Goal: According to the written resolution, what new amount is the Company's authorized share capital raised to?

Selection:
_ _ _ _ _ _ _

3.   The granting of the guarantee by the Company for all the obligations and liabilities of Portola Packaging, Inc. in favour of Heller Financial, Inc., is for the commercial interest and benefit of the Company and is hereby approved.

/s/ [Signature Illegible]


duly authorised signatory of
Portola Packaging, Inc.

Date: 12 September 2000

Date sent to auditors: 12 September 2000

 


 

No: 2607146

The Companies Act 1985

Company limited by shares

Written Resolution

of

Portola Packaging Limited

(passed on 13 February 1997)

     Resolution of the above Company in writing by all the members for the time being entitled to receive notice of and to attend and vote at General Meetings (or in the case of corporations by their duly authorised representative) passed pursuant to the Companies Act 1985 and all other powers in that behalf.

Resolutions

1.   That the authorised share capital of the Company be hereby increased from £100,000 to £2,000,000 by the creation of:

(a)   950,000 ordinary shares of £1 each ranking pari passu in all respects with the existing 50,000 authorised ordinary shares of £1 each in the capital of the Company; and
 
(b)   950,000 preference shares of £1 ranking pari passu in all respects with the existing 50,000 authorised preference shares of £1 each in the capital of the Company.

     All such shares having the respective rights set out in the Articles of Association of the Company as proposed to be amended by the Resolution set out below.

2.   That the directors are unconditionally authorised for the purposes of Section 80 of the Companies Act 1985 (“the Act”) to allot and dispose of or grant options over the Company’s shares to such persons on such terms and in such manner as they think fit up to a total issued shared capital of £2,000,000 at any time during the period of 5 years from the date hereof.
 
3.   That by virtue of Section 95(1) of the Act, Section 89(1) shall not apply to the allotment of shares pursuant to the authority conferred in the preceding paragraph of this Resolution.

 


 

4.   That the Articles of Association of the Company be amended by the insertion of the following as new clause 15 and 16 of the Articles of Association.

“15.   Preference Share Rights
 
15.1   The profits of the Company available for distribution shall be applied first in paying to the holders of the preference shares a fixed cumulative preferential net cash dividend (hereafter referred to as “the Preference Dividend”) of 8p per annum on each share accruing from 1st September 1998 and payable yearly from 1st September 1998 on the anniversary of such date, the first such payment to be made on 1st September 1999.
 
15.2   No dividend shall be declared or paid to the holders of ordinary shares in respect of any financial year of the Company unless and until the Preference Dividend has been paid in full in respect of that financial year and in respect of all previous financial years of the Company for which the preference dividend is payable.
 
15.3   Unless the Company has insufficient profits available for distribution and the Company is thereby prohibited from paying dividends by the Act the preference dividend shall (notwithstanding regulations 102 to 108 inclusive contained in table A or any other provision of these Articles and in particular notwithstanding that there has not been a recommendation of the directors or resolution of the Company in general meeting) be paid immediately on the due date and if not then paid shall be a debt due by the Company and be payable in priority to any other dividend.

_ _ _ _ _ _ _

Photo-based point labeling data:
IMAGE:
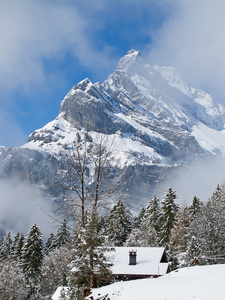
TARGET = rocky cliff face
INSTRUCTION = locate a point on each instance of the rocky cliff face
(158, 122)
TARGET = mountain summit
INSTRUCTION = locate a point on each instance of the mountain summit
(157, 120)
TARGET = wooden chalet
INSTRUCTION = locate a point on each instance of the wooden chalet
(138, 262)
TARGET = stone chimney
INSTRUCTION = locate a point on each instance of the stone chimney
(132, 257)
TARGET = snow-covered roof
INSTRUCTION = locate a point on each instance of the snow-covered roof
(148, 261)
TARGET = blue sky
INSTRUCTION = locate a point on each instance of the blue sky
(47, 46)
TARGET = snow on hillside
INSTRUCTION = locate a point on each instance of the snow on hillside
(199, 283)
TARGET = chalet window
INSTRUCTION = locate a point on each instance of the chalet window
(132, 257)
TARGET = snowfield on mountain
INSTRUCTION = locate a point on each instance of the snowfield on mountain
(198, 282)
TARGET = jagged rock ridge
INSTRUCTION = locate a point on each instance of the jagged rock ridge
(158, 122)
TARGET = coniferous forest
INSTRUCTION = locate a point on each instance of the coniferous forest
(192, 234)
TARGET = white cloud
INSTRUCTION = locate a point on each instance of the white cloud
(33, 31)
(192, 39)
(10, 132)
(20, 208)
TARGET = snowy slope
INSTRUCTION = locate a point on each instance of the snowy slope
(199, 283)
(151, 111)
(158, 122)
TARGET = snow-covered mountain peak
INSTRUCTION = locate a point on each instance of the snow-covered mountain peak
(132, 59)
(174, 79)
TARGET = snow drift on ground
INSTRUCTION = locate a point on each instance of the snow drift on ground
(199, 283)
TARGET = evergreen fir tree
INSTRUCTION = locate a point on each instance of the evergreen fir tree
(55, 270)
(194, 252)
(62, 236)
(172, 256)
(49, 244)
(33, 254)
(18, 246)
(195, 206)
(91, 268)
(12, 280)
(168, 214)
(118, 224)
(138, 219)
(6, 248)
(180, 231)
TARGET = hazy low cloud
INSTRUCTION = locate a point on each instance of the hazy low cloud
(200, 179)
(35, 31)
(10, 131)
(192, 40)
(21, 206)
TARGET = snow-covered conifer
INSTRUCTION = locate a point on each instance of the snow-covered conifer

_ _ _ _ _ _ _

Problem solution: £2,000,000